▸ Exercise task A
Answer these questions from the passage below, one per line:
(i) How many men were in the landing craft that carried Sales?
(ii) What was Bedford's population before the war?
(iii) What medal did Sales receive for his actions near Setterich?

▸ Passage
····················

Tuesday, February 24, 2015

Lone Survivor

On June 6, 1944, Bob Sales--and many other soldiers from central Virginia--were on landing craft heading for the beaches of Normandy and an appointment with destiny.  They already knew their units would help form the first invasion wave at a place called Omaha Beach.  Scales and his fellow Virginians quickly discovered they had drawn one of the toughest assignments on D-Day, and few of them would make it back alive.

Mr. Scales, who passed way Monday at the age of 89, described his experiences in a 2011 interview with the Lynchburg (VA) News and Advance:

Unlike anything he could have imagined, German machine guns began to unload “like bees” as they landed, he said. His captain was struck instantly.
Sales said he remembers thinking, “My God, we done lost the captain! What are we going to do now?”
A radio operator for the company, he said he shed the heavy communication device in the water to keep from drowning. He turned and saw that “everybody coming off that boat was being cut down” by bullets. He knew he had to make it to the beach.
Dead bodies were all around and he crawled from one to the next.
“Nothing like this ever crossed my mind,” he said of the horrific scenes unfolding in front of his eyes.

[snip]

Sales was the only one of the 30 men in his landing craft to survive the day. He said “the blood ran together” with Company A and others that suffered heavy casualties.

At the time of the landing on Omaha Beach, Sales was only 18 years old.  He lied about his age to join the Virginia National Guard before Pearl Harbor.  As the nation geared up for World War II, the guard's 116th Infantry was absorbed into the 29th Division and eventually shipped out for England.  Three companies of the 116th--A, B, and C were drawn from small towns in the Blue Ridge foothills around Lynchburg.  

Company A was largely comprised of soldiers from Bedford.  They were among the first Allied troops to hit the beaches on D-Day and they paid a heavy price.  Mr. Sales estimated that Company A was about "10 minutes ahead" of his unit, and by the time he arrived, many of the Bedford boys were already dead.  A total of 19 were killed approaching the shore, or in their first moments on Omaha Beach.  By the time Allied forces secured a foothold on the Normandy coast, 22 soldiers from Bedford had died.  

For a town with a pre-war population of 3,000, it was a staggering sacrifice--the highest, percentage-wise, of any community in America.  The price paid in blood and lives by the men of Bedford is now commerated in the National D-Day Memorial, which is located near the intersection of Highways 460 and 122, south of town.               

As for Mr. Sales, he survived that terrible day on Omaha Beach, and served in combat for another six months.  His luck finally ran out as Allied forces approached the western bank of the Rhine; Sales was wounded leading a small team of infantry, supported by a tank, against German defenders near the town of Setterich.  For his actions that day, Mr. Sales received the Silver Star.

····················

▸ Exercise task B
Locate every line in the listing below that contains the word "bent", and copy each one. Case counts.

····················

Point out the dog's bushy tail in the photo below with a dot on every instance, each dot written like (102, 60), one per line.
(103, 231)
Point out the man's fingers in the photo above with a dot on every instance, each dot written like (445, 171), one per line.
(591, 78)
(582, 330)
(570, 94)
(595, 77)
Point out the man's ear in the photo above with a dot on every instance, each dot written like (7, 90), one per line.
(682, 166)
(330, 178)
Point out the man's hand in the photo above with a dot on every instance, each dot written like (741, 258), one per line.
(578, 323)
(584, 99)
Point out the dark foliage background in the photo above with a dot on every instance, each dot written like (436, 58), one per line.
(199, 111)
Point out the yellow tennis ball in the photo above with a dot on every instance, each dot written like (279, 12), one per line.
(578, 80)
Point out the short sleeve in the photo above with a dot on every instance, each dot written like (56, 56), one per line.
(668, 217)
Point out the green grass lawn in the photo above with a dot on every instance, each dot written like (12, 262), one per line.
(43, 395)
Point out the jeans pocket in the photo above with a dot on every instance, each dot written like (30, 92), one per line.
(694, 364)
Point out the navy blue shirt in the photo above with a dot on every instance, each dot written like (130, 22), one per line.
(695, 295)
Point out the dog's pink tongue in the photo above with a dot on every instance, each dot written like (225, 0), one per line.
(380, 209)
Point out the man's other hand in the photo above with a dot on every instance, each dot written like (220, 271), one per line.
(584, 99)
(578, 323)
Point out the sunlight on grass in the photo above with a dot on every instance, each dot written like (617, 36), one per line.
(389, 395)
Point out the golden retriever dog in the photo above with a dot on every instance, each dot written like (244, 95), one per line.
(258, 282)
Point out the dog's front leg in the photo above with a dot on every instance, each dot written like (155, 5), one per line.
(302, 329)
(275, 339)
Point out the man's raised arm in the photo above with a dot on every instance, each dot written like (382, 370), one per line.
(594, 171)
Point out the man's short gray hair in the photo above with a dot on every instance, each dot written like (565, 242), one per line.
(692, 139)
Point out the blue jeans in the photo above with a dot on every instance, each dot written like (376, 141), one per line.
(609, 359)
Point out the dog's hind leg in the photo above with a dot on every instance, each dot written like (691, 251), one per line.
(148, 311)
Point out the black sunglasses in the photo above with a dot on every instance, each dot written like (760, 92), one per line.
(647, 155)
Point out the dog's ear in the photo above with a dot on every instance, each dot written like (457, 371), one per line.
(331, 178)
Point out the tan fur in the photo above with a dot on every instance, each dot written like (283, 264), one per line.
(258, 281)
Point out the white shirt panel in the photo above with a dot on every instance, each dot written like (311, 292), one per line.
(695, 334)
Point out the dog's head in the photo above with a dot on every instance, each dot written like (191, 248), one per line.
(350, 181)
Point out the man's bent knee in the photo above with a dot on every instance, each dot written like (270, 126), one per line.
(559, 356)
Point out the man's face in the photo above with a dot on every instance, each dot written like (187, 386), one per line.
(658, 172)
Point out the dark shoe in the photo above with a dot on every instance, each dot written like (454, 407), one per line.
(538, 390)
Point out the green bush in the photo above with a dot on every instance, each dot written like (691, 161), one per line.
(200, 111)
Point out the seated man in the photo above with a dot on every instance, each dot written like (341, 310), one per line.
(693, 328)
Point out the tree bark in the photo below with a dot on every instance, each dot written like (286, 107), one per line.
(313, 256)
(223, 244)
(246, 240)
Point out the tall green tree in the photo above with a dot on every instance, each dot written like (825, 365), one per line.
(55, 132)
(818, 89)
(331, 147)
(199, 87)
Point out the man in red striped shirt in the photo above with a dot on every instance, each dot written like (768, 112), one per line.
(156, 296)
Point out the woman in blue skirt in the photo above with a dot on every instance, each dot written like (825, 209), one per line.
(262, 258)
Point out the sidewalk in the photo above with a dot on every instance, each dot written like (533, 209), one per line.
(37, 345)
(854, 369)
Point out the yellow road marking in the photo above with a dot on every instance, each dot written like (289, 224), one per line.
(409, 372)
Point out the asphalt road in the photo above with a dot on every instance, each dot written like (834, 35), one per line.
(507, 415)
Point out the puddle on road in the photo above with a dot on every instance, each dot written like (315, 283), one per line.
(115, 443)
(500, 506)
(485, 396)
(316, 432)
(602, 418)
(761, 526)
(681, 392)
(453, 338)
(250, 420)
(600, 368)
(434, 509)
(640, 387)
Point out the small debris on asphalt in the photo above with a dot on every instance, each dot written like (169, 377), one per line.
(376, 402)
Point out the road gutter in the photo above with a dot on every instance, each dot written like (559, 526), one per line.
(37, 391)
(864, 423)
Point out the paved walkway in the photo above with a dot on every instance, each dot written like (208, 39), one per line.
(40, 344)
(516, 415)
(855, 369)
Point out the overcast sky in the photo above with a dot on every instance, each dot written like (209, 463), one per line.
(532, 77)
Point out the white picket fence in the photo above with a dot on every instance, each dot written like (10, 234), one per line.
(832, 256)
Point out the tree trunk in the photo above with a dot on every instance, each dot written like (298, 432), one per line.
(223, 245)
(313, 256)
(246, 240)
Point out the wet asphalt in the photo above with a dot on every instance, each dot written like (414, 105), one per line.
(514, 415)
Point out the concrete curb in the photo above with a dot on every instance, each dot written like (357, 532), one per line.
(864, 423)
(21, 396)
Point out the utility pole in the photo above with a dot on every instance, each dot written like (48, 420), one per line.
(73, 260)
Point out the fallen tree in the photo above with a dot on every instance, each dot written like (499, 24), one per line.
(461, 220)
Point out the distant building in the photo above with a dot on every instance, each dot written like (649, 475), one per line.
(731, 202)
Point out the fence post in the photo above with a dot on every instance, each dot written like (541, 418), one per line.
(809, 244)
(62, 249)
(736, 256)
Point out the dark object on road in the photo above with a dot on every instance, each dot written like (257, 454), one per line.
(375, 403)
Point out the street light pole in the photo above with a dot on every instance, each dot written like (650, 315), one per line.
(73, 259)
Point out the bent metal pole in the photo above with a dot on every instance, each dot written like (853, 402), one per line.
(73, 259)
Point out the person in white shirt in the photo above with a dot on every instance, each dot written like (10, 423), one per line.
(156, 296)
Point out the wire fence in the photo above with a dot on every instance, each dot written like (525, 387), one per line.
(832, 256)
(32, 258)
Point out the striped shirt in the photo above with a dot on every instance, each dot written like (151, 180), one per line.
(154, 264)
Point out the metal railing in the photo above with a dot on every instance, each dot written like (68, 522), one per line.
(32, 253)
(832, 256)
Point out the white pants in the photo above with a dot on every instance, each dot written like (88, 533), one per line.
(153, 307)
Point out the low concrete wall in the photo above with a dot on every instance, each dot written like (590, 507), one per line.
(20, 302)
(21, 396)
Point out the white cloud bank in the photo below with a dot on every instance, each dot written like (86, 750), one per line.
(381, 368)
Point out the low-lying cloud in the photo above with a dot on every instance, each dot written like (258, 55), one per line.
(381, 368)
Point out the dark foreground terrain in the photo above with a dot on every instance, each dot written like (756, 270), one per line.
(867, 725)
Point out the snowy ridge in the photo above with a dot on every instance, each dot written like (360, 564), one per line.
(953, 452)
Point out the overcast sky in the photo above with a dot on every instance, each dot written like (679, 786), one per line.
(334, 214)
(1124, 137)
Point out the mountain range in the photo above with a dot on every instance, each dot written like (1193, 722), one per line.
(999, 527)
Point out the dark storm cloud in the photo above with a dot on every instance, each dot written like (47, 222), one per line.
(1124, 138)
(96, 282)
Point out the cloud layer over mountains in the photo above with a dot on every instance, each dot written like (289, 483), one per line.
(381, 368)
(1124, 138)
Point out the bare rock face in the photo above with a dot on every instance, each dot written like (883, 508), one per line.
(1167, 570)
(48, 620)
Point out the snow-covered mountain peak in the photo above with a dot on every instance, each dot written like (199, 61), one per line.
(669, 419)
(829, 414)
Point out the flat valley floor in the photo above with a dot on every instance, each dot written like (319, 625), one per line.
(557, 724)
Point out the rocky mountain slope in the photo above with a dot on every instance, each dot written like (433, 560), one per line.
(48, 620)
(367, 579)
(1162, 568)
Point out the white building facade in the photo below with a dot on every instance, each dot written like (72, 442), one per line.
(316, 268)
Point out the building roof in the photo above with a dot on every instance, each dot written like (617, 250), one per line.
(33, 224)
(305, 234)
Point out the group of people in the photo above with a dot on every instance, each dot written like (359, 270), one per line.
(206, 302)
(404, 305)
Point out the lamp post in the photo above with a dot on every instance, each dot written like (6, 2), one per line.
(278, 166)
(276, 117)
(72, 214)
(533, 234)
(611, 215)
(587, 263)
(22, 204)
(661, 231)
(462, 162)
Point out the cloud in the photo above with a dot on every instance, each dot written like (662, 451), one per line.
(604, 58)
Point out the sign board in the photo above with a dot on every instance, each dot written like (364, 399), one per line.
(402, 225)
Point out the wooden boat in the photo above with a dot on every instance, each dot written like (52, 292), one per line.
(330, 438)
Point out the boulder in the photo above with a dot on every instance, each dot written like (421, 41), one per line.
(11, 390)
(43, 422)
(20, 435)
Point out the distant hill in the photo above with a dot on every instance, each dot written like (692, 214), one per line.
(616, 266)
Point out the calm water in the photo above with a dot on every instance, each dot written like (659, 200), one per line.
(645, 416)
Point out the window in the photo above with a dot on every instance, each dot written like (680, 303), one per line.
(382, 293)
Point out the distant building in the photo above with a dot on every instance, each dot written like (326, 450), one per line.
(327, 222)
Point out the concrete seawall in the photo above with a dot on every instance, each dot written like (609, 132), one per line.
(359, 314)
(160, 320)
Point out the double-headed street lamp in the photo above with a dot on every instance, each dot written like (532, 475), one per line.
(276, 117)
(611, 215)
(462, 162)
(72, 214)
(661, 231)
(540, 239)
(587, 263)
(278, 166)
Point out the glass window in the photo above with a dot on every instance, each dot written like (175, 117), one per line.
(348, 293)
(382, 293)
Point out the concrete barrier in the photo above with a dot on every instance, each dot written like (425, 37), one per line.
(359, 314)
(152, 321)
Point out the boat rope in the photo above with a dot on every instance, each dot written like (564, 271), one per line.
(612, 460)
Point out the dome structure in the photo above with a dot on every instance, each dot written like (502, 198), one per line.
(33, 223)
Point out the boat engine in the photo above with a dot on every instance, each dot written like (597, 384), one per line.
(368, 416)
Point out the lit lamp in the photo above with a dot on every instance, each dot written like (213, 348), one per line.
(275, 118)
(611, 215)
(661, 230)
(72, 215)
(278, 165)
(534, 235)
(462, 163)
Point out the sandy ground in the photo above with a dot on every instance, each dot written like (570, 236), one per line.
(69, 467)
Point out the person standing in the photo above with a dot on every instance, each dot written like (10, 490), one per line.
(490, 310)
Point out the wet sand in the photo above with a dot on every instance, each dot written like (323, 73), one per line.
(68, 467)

····················

▸ Exercise response A
(i) 30
(ii) 3,000
(iii) The Silver Star

▸ Exercise response B
Point out the man's bent knee in the photo above with a dot on every instance, each dot written like (270, 126), one per line.
Point out the bent metal pole in the photo above with a dot on every instance, each dot written like (853, 402), one per line.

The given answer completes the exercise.